Task => From the course description below, list every modernist the course names as someone whose work and life intersected with H.D.'s.

Quoted passage =>
H.D.’s work engages many of the major themes and problematics we now associate with modernism: how to forge a new aesthetics suited to twentieth-century modernity; how to draw upon cultures of the past to discover resources and wisdom toward the future; how to re-imagine spirituality in an era in which “God” was thought to be “dead”; how to transcend culturally received gender and sexual identities and understandings of desire toward greater freedom for women and men; and how to recover from the cultural trauma of war. As a result, H.D.’s oeuvre provides a valuable window on to the major questions, debates, and generative communities of modernist literature.

Our course material includes a variety of H.D.’s poetry (Imagist, mythic, epic) as well as excerpts from several autobiographical novels—which, among much else, register the maturation of her artistry; her feminist critiques of social convention; her responses to conditions of wartime; her relationship to Ezra Pound, to whom she was at one time engaged; and her narrative strategies for encoding desire. We will also address her ambivalent memoir of Freud (which critiques and rewrites psychoanalytic assumptions even as it tributes the man she called “The Master”); her work with avant-garde cinema; and her meditations on visionary consciousness, partially inspired by D.H. Lawrence. We will address excerpts from her letters to many correspondents, including poet Richard Aldington, her spouse; Norman Pearson, the Yale professor who became steward of her archive; and Bryher (Winifred Ellerman), her life partner and adoptive mother of her daughter.

We will also address the work of many other modernists whose work and lives intersected in significant ways with hers—including T.S. Eliot, Marianne Moore, W.B. Yeats, Ezra Pound, D.H. Lawrence, and Amy Lowell.

Evaluation: 2 brief critical essays (5 pp.); one imaginative response (4 pp.); final paper (10 pp.); class participation

Format: Lectures and discussion.  


ENGL 422 Studies in Nineteenth-Century American Literature

The Development of the American Short Story through the Long 19th Century

Professor Peter Gibian
Winter Term 2016
Tuesday, Thursday  2:35–3:55

Full course description

Prerequisite: None.

Expected Student Preparation: Previous coursework in American Literature before 1900, or in 19th-century British fiction, or permission of instructor. (This course is designed as a participatory seminar for advanced students of literature.)

Given information =>
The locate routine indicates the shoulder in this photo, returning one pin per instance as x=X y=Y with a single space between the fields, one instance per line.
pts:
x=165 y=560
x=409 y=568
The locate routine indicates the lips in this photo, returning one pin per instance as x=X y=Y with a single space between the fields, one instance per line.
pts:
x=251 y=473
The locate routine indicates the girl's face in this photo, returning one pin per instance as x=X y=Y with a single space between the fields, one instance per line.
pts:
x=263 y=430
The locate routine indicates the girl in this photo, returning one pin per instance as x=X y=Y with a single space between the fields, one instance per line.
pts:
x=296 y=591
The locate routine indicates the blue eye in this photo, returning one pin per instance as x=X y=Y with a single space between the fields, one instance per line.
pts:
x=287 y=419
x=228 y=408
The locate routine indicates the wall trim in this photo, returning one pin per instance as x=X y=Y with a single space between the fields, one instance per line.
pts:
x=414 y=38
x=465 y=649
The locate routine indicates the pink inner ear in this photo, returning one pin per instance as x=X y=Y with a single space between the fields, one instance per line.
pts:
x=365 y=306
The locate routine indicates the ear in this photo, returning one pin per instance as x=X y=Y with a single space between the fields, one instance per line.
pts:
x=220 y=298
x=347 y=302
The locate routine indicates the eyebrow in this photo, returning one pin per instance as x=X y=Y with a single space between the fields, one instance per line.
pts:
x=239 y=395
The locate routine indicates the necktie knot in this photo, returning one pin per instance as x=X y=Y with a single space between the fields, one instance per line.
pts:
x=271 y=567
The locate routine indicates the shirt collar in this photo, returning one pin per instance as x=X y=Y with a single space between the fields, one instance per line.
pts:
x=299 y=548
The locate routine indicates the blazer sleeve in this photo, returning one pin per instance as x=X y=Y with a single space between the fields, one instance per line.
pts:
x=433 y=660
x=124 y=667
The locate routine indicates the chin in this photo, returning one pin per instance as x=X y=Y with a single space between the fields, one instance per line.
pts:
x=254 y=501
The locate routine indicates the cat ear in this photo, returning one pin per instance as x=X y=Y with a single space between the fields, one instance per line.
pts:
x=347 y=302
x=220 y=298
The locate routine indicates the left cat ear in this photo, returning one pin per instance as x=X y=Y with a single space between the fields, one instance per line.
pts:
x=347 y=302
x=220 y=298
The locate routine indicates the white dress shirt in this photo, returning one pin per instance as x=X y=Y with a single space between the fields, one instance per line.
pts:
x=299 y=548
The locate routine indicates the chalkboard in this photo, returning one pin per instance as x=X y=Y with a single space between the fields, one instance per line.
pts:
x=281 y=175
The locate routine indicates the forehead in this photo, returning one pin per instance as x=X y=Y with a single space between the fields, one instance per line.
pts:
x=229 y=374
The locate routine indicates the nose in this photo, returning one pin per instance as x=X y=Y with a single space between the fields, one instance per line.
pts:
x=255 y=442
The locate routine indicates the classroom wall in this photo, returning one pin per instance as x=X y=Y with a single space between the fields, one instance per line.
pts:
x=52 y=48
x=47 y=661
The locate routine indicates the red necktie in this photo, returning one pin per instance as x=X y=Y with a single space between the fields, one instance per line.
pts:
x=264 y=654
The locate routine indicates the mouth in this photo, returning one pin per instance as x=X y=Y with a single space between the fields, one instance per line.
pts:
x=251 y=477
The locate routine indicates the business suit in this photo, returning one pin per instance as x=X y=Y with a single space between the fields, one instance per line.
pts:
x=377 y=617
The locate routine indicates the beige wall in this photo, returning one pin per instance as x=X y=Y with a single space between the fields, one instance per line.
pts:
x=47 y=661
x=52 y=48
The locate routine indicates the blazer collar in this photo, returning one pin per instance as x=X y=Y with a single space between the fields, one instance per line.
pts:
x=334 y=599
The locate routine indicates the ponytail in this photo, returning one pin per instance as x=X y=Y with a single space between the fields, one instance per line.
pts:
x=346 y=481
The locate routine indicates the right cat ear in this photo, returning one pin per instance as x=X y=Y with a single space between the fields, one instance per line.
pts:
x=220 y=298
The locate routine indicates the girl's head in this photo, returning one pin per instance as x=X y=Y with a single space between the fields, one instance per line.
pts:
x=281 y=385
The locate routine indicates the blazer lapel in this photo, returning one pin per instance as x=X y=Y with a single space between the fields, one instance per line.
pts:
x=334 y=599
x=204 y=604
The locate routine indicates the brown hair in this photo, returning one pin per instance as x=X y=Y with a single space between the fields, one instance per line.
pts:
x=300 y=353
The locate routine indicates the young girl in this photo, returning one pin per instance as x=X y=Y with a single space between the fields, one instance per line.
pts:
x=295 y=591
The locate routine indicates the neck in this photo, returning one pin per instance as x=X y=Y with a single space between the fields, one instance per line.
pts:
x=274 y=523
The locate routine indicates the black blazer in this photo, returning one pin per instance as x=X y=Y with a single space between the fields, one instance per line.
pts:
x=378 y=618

Finished task => T.S. Eliot, Marianne Moore, W.B. Yeats, Ezra Pound, D.H. Lawrence, and Amy Lowell.